Directive
Do these statements agree with the passage on phase control in a wireless communication module: (a) the phase control elements may be selected so the phase changes by 180 degrees between their two ends, (b) an error after mounting may be corrected by changing the length of a transmission line, (c) in the other embodiment, every phase control element on the transmission lines must be kept? Answer yes or no to each, quoting the deciding words of the passage.

Extract to read

For example, assuming that the 1-1^st signal and the 1-2^nd signal output from the signal processing device 140 have the same phase, when a phase difference of 90 degrees occurs compared to when the 1-1^st signal is output from the signal processing device 140 via the 1-1^st transmission line 112 and the 1-1^st phase control element 113A, the 1-2^nd phase control element 123A and the 1-2^nd transmission line 122 need to be designed such that a phase difference of −90 degrees or 270 degrees occurs compared to when the 1-2^nd signal is output from the signal processing device 140 via the 1-2^nd transmission line 122 and the 1-2^nd phase control element 123A. Therefore, in practice, each of the 1-1^st phase control element 113A and the 1-2^nd phase control element 123A may be selected such that a phase changes by 180 degrees between both ends thereof, and an error after mounting of the wireless communication module 100A may be corrected through fine tuning of the phase difference while changing the length of the transmission line 112 or 122. However, the disclosure is not necessarily limited thereto. Similarly, it is preferable for the second phase control element 133A and the second transmission line 132 to be designed such that the second signal output from the second phase control element 133A has a phase of 0 degrees when the phase of the 1-2^nd signal output from the 1-2^nd phase control element 123A is-90 degrees and such that the second signal has a phase of 180 degrees when the phase of the 1-2^nd signal is 270 degrees.

In FIG. 3, the phase control element is disposed on each of the transmission lines in order to realize a phase difference between signals. Unlike this, according to another embodiment, at least some phase control elements on the transmission lines may be omitted, and a phase control element may also be used between grounds for signals, thereby further improving signal separation performance. This will be described with reference to FIG. 4.

FIG. 4 illustrates an example of the configuration of a heterogeneous complex wireless communication module according to another embodiment.

Similar to FIG. 3, referring to FIG. 4, a wireless communication module 100B according to another embodiment includes a 1-1^st antenna 111, a 1-2^nd antenna 121, a second antenna 131, and a signal processing device 140 configured to process signals transmitted and received through the respective antennas.

In more detail, a 1-1^st signal according to the Wi-Fi protocol may be transmitted and received through the 1-1^st antenna 111, and the 1-1^st antenna 111 may be connected to the signal processing device 140 via a 1-1^st transmission line 112 and a 1-1^st phase control element 113B disposed on the 1-1^st transmission line 112.

Given records
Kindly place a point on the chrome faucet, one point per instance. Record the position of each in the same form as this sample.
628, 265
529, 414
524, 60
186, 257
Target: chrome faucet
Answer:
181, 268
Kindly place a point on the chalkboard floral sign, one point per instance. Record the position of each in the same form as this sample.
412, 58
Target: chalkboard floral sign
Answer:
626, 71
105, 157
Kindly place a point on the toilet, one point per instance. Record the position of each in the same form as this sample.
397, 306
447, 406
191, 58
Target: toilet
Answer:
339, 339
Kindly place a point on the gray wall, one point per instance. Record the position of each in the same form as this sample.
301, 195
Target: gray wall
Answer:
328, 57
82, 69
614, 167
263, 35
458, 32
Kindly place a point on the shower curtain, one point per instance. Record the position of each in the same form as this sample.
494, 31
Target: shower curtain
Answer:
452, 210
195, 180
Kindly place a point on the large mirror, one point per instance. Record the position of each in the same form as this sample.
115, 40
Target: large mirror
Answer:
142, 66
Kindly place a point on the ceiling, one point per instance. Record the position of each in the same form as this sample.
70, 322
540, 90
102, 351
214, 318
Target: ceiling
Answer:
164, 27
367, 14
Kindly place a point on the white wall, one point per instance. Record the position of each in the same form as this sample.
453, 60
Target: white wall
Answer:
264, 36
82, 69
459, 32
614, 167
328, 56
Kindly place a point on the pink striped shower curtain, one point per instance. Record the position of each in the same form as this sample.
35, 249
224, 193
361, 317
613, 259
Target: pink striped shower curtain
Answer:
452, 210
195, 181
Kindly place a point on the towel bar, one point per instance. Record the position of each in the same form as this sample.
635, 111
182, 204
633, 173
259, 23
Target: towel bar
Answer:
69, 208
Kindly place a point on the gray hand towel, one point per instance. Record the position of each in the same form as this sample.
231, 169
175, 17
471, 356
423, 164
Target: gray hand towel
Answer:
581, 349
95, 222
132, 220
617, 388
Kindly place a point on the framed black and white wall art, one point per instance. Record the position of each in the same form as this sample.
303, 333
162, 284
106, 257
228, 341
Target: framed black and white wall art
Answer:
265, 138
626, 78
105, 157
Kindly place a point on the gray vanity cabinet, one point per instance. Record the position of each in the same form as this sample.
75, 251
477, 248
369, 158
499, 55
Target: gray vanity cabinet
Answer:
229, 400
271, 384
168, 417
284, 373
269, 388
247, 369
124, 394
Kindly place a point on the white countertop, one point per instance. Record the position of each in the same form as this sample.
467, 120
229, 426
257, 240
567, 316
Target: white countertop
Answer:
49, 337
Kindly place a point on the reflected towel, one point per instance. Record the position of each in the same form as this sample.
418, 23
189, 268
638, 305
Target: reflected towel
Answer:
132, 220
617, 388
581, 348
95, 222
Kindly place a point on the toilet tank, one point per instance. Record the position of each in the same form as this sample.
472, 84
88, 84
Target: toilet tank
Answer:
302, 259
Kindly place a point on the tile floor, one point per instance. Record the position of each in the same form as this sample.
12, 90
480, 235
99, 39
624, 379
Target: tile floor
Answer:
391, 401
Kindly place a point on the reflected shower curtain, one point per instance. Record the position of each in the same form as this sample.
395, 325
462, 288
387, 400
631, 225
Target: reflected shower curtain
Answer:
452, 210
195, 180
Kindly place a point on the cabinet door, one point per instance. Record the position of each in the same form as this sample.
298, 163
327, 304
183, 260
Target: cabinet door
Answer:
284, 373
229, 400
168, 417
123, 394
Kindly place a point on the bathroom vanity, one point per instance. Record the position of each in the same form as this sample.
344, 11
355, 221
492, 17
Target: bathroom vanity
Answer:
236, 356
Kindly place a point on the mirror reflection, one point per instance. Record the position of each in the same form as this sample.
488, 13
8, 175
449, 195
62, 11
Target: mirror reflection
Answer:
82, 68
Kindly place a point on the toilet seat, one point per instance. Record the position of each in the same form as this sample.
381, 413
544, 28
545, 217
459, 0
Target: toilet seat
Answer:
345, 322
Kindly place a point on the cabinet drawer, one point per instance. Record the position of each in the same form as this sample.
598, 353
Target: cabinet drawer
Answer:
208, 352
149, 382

Task solution
(a) Yes: "may be selected such that a phase changes by 180 degrees between both ends thereof"
(b) Yes: "an error after mounting of the wireless communication module 100A may be corrected through fine tuning of the phase difference while changing the length of the transmission line 112 or 122"
(c) No: "at least some phase control elements on the transmission lines may be omitted"